CHALLENGE - Print the entries in full, word for word, but not the pictures.

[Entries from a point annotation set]
══════════

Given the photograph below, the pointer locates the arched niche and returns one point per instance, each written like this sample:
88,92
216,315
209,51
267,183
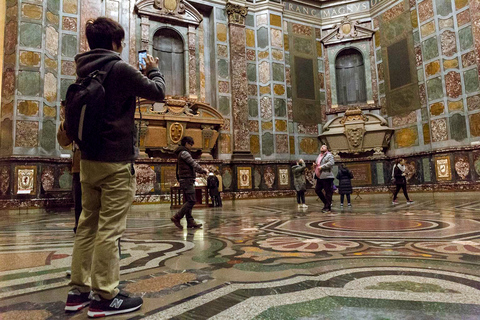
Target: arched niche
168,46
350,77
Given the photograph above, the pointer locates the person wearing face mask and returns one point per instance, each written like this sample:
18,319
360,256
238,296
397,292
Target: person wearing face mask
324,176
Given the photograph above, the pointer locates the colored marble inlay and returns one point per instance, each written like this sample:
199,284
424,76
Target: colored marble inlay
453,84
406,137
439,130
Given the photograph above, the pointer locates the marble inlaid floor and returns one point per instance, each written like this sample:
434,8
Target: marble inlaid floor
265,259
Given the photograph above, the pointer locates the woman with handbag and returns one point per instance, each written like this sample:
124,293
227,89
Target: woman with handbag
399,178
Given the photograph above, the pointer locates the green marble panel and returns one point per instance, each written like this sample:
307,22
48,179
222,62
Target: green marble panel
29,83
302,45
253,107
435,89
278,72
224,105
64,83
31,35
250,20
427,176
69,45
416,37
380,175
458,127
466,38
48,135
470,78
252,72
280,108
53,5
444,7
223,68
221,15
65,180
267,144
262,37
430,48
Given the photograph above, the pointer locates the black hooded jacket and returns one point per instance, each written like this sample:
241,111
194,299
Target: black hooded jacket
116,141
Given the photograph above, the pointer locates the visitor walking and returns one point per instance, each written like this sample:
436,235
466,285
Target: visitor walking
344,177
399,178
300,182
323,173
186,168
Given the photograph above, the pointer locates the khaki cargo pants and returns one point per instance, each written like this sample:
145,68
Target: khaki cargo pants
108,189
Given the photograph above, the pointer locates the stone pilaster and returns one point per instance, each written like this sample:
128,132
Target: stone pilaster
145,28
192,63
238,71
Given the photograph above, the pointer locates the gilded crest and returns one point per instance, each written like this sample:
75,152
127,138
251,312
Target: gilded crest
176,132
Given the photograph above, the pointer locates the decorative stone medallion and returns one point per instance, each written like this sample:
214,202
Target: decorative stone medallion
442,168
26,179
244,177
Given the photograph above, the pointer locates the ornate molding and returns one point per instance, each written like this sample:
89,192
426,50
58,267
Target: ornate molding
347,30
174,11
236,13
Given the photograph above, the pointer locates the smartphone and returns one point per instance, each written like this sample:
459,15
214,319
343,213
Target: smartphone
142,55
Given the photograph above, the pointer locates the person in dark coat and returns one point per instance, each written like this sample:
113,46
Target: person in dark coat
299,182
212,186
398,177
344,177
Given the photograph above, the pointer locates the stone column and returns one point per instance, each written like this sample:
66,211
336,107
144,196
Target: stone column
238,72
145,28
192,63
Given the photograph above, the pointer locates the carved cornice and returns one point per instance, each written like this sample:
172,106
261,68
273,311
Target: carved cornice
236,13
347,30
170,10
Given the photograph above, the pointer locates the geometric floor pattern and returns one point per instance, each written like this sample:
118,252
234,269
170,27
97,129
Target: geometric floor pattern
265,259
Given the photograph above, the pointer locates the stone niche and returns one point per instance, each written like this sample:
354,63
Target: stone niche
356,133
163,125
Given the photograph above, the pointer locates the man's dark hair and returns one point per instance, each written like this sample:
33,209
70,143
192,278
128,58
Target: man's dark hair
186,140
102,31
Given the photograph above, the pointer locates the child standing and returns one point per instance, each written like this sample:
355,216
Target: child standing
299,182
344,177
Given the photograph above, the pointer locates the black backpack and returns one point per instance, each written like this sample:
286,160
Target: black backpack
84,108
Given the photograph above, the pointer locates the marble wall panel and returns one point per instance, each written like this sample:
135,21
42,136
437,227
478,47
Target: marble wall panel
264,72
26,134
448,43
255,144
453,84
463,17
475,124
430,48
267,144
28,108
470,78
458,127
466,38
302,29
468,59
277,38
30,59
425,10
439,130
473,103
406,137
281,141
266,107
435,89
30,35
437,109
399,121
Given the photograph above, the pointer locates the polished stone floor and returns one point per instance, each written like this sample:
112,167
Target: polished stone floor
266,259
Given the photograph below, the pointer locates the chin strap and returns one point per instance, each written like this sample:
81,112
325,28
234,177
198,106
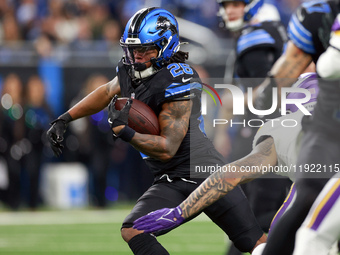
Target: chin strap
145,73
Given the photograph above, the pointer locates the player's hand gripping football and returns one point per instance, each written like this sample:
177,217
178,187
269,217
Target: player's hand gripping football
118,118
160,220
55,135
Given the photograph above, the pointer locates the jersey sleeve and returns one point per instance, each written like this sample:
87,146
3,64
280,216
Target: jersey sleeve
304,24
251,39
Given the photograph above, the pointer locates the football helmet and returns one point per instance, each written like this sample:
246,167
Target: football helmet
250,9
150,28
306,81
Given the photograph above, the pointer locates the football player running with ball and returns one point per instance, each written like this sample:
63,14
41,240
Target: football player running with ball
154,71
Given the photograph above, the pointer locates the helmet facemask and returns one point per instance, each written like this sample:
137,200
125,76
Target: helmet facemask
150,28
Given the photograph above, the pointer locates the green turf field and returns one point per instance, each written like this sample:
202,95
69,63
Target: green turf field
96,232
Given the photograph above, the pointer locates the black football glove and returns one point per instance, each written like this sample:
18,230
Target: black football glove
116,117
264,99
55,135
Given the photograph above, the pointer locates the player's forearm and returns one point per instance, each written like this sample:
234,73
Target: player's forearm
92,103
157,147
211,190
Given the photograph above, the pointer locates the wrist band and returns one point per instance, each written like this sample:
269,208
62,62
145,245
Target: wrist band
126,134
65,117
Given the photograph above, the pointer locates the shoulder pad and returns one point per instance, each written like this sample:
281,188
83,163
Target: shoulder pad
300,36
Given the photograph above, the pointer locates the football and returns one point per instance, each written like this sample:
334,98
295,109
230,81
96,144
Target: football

══════════

FULL SOLUTION -
Given the photograph below, the pointer locates the arched niche and returns one point per instance, each written like this sample:
88,92
216,315
209,51
267,183
Target: arched niche
168,46
350,77
Given the photograph above, the pointer locates the person wearing face mask and returns one point per instance, each written like this sample:
18,319
360,256
238,296
397,292
Target: person wearing face mask
324,176
Given the photograph above, the pointer locates the colored marble inlay and returns one point per instance, each written like this sample:
199,284
424,76
Target: colored marble inlay
453,84
406,137
439,130
Given the photograph above, the pointer locates the marble inlaid floor and returns one point per instance, each written like this sample:
434,8
Target: marble inlaid floor
265,259
Given the photograph above, the pointer locates the woman with handbag and returns one point per instance, each written like this sample:
124,293
227,89
Target: woman with handbag
399,178
Given the photograph above, the pointer locates the green marble panel and returns one point per instance, each written like this sample:
307,22
48,179
222,62
Target: green marble panel
29,83
302,45
253,107
435,89
278,72
224,105
64,83
31,35
250,20
427,176
69,45
416,37
380,175
458,127
466,38
48,135
470,78
252,72
280,108
53,5
444,7
223,68
221,15
65,180
267,144
262,37
430,48
Given the photograph above, the pointer locates the black hooded jacket and returns one point per instance, each written like this sample:
241,111
194,299
Target: black hooded jacket
116,141
Given the photograph above, the pointer locates the visitor walking and returns one point per instance, each written like this sample:
436,235
466,285
Target: visitor walking
344,177
399,178
300,182
323,173
186,168
Given the photograph above, the pointer locates the khaki cargo pants and returns one point per instance, each written like this sample:
145,68
Target: khaki cargo pants
108,189
Given the photograph above, the pointer locates the stone pilaster and returns one point per instance, each written like this sample:
128,132
Target: stone pilaster
145,28
192,63
238,71
Given the photograph above, the pointer locates the gilded crest and returns one point per instance, each written like this sample:
75,152
127,138
251,312
Target: gilded crest
176,132
Given the photograph above, the pointer locates the decorative stone medallion and returns one point per instance, each written like this sample:
214,202
Target: decorative stone medallion
442,168
26,179
244,177
Given the photograph above, the pointer locates the ornate molding and returns one point per instance, each written like this sample:
89,192
426,50
58,267
Target: ornate molding
347,30
174,11
236,13
Given the photograph above, the pointer locates the smartphone and returns one point per instance, each written like this sample:
459,15
214,319
343,213
Target: smartphone
142,55
Given the photograph above, the pointer locates the person in dark coat and returns one point per instance, each written like this sample:
113,46
Target: person in dark coat
299,182
212,186
398,177
344,177
Given the photograph above, the pointer locates the stone column and returns one point per instance, each written like this sample:
66,211
336,107
144,196
Target: stone column
238,72
145,28
192,63
Given the photograph above, the pointer locates the carved cornice and returns one point per instance, each written like this sample:
172,106
261,68
273,311
Target: carved cornice
236,13
347,30
170,10
Given the photograph above, the pointer locates the geometric floor pattern and returns one point per instance, each written like this sample:
118,252
234,269
170,27
97,129
Target: geometric floor pattern
265,259
Given the photograph above, the pointer locates the stone niche and returns one point per instance, each written like this sample:
354,63
Target: stone niche
356,133
163,125
Given the photograph above, the pointer locates the man's dark hair and returns one point per instance, each written like this sample:
33,209
70,143
192,278
128,58
Target: man's dark hair
186,140
102,31
Given the photograph above, the pointer locates the child standing and returns one point per instance, each written like this sample:
355,216
Target: child standing
299,182
344,177
Given the photograph above, the pointer locates the black backpack and returns one point per instance, each written like this sample:
286,160
Target: black backpack
84,108
Given the photograph above, the pointer locates the marble wall panel and returns one point per instance, each written like this sample:
135,21
42,136
437,227
478,47
Target: marble wall panel
264,72
26,134
448,43
255,144
453,84
463,17
475,124
430,48
267,144
28,108
470,78
458,127
466,38
302,29
468,59
277,38
30,59
425,10
439,130
473,103
406,137
281,141
266,107
435,89
30,35
437,109
399,121
Given the photograph above, the pointer locates the polished stone floor and returns one point per instance, each written like this sample:
112,167
Target: polished stone floor
266,259
Given the photograph below, the pointer locates the chin strap and returns one point per instance, each written like this sample:
81,112
325,28
234,177
198,106
Target: chin strap
145,73
Given the photograph above, the pointer locates the player's hand gripping football and returns one point per instance, each written like this sample:
177,217
178,187
269,217
Target: player's hand gripping football
118,118
160,220
55,135
Given the photograph above, the pointer locates the jersey sleeve and returns one point per instance, each written like this sample:
87,146
3,64
280,216
Target: jersey sleeve
304,24
251,39
Given the photograph above, the pointer locates the football helmet and returns one point per instance, each written like this sample:
246,167
Target: football helmet
250,9
150,28
306,81
Given the photograph above, the pointer locates the football player running with ball and returns one point per instance, each written like this sample:
63,14
41,240
Target: football player running with ball
154,71
Given the photograph above, the pointer locates the helmet facemask and returns one point per instance, each written like this sample:
137,200
125,76
Target: helmet facemask
150,28
Given the photograph above, the pointer locates the green turf field and returns one point per instance, each written like this sample:
202,95
69,63
Target: green turf field
96,232
Given the photograph above, the pointer locates the black football glove and returns one point per instance, each written like this sample:
18,230
Target: black football glove
116,117
264,99
55,135
Given the photograph above, the pointer locates the player's forearm and returns one point per instance, each written like this sample:
234,73
Target: player's forearm
92,103
157,147
211,190
Given the photograph above, the pointer locates the wrist band and returns one point per instance, each written like this sample:
269,208
62,62
145,245
Target: wrist band
126,134
65,117
Given the photograph above, the pointer locates the shoulder pad and returns one point per instance, each written like this sample:
281,188
83,163
Target: shoulder pad
300,36
Given the photograph above, the pointer locates the football and returns one point per instance, each written like this sample:
334,98
295,109
230,81
96,144
Target: football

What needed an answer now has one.